Nothing but the lines from the one with "Target: great white shark" through the final line of the listing should appear in the answer, each copied exactly.
:: INFORMATION
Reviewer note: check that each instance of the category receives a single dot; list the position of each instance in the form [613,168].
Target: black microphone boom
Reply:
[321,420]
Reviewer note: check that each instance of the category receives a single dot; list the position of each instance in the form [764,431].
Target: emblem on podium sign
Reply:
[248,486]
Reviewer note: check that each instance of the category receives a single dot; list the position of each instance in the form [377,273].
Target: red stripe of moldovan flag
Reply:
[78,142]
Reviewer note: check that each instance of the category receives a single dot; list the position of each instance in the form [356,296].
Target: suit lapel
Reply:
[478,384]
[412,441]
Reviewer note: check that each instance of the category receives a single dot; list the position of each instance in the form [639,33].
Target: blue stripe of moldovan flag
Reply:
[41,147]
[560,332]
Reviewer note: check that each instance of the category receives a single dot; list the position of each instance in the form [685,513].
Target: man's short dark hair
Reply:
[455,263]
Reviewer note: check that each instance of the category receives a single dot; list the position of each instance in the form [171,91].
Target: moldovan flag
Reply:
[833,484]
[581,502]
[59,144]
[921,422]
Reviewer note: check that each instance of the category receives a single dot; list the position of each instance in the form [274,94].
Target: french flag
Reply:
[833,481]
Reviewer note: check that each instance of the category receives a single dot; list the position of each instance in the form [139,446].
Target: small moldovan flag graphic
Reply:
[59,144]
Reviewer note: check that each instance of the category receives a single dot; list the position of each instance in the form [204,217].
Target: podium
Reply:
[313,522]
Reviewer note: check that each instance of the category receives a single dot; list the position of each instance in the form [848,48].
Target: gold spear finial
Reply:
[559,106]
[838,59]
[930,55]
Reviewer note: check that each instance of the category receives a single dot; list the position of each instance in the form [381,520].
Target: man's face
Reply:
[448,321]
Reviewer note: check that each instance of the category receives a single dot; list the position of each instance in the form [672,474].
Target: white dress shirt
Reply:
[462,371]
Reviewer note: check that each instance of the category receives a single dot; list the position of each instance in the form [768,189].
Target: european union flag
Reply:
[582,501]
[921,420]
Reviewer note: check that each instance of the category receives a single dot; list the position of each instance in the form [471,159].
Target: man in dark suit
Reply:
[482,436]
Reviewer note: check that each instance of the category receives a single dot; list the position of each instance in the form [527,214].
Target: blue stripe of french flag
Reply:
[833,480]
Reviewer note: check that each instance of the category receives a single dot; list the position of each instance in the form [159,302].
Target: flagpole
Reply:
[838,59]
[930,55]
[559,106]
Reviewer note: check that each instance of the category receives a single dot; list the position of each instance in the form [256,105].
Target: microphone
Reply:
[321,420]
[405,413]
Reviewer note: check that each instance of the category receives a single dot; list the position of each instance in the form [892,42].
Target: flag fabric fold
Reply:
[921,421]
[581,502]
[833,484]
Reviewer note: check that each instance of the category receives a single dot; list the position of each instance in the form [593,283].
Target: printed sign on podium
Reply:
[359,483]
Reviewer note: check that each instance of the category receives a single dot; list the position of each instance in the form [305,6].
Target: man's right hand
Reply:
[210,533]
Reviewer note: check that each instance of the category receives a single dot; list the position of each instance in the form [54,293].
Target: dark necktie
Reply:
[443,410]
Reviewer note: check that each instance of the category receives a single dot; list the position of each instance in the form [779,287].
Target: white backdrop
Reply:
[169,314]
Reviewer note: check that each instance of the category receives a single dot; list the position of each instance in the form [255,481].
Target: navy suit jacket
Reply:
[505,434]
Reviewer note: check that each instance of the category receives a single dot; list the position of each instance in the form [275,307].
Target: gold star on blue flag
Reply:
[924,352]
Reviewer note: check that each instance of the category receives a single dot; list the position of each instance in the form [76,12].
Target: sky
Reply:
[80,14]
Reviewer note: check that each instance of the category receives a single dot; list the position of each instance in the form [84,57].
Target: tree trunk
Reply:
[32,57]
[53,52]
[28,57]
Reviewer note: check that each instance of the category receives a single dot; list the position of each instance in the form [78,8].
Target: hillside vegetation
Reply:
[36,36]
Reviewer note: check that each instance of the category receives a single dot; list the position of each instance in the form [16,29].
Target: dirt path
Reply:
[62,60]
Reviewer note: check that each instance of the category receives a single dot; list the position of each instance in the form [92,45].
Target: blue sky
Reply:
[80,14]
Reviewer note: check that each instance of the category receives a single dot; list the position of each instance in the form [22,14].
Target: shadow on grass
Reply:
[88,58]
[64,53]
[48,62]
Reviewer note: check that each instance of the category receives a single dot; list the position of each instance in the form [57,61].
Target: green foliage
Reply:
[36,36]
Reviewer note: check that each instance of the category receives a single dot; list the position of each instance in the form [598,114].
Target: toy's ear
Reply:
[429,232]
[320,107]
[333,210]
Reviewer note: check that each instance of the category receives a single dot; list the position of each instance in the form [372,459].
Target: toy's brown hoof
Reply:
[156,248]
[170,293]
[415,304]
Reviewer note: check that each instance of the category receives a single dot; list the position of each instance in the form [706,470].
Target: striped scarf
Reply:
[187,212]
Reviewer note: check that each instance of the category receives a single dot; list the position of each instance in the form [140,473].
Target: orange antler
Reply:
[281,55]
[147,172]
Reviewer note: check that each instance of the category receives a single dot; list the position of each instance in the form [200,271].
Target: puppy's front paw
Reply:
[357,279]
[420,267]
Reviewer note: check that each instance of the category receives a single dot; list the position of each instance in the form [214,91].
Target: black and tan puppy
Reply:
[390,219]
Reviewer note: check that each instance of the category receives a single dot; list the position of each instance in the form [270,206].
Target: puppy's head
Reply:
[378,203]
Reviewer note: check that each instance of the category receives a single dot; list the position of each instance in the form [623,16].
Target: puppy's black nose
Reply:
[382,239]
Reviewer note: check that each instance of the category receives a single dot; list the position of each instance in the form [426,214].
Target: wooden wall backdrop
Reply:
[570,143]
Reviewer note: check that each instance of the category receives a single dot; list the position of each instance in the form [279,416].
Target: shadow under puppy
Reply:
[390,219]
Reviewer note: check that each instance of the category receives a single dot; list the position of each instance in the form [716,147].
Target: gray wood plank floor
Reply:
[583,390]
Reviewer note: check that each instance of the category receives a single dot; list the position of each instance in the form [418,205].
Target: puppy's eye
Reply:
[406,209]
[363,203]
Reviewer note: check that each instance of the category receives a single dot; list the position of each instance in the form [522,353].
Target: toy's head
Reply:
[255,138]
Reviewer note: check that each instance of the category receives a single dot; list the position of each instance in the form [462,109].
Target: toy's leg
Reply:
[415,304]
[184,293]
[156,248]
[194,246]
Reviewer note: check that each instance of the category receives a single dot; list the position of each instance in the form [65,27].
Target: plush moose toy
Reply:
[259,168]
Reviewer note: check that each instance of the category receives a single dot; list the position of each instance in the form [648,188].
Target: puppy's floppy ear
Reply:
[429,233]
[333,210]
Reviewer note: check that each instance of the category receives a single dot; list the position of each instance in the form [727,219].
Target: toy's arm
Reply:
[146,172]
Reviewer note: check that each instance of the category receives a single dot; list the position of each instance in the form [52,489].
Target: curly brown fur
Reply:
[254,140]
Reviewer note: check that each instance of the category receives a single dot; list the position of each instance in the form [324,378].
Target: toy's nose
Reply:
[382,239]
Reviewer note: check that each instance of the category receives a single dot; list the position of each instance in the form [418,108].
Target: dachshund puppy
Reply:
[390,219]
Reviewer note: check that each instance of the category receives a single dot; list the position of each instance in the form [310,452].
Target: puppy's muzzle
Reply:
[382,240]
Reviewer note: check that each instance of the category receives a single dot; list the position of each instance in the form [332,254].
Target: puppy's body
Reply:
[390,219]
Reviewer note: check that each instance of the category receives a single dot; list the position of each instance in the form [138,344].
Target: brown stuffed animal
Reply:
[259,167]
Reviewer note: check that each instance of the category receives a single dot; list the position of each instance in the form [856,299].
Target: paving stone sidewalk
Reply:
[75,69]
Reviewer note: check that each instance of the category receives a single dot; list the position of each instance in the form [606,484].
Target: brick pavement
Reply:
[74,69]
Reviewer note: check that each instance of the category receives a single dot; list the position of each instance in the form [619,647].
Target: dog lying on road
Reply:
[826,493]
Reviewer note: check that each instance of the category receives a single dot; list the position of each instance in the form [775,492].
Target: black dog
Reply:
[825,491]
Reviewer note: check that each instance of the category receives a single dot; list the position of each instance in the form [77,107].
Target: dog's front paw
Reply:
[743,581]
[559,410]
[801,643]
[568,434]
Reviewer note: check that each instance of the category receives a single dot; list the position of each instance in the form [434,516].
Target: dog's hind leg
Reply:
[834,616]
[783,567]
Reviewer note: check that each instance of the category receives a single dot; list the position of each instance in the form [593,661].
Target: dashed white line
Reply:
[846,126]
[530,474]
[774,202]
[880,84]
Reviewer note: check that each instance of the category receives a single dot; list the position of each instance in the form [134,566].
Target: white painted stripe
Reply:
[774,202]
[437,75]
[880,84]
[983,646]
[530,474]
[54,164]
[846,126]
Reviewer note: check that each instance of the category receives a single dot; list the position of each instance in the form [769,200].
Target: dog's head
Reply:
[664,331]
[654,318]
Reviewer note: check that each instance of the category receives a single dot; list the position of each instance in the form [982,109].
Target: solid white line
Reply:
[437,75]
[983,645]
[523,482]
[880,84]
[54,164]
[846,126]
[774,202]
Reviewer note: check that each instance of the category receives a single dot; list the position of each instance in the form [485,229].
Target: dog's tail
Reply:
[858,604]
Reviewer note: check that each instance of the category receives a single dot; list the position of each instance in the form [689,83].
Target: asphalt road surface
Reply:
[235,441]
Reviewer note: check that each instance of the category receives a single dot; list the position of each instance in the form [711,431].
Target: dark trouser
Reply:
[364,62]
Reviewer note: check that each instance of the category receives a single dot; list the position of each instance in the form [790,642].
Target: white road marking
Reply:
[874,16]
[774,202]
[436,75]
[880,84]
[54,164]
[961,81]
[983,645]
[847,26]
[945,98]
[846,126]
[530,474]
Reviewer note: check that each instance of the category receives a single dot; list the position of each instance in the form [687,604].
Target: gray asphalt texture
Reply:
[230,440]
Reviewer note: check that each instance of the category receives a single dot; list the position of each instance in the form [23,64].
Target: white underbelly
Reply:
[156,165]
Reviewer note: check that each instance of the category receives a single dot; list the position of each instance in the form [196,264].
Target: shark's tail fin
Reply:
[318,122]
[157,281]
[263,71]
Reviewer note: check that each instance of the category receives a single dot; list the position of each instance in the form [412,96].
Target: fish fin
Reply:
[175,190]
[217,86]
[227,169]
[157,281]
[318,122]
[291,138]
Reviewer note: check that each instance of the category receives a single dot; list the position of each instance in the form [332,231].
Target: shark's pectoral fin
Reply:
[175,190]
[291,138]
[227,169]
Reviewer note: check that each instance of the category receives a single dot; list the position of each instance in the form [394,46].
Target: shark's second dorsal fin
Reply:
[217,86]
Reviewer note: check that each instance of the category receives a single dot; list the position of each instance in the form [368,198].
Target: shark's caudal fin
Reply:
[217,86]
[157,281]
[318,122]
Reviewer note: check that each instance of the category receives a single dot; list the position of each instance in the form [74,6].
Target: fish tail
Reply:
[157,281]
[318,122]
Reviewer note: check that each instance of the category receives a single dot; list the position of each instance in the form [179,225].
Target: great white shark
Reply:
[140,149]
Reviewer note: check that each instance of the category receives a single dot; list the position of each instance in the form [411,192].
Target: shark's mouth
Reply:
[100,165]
::::
= REPLY =
Target: great white shark
Reply:
[140,149]
Reviewer note: check that each instance of the category receives a single dot; list the position of each instance in the form [411,192].
Target: shark's mouth
Reply:
[100,165]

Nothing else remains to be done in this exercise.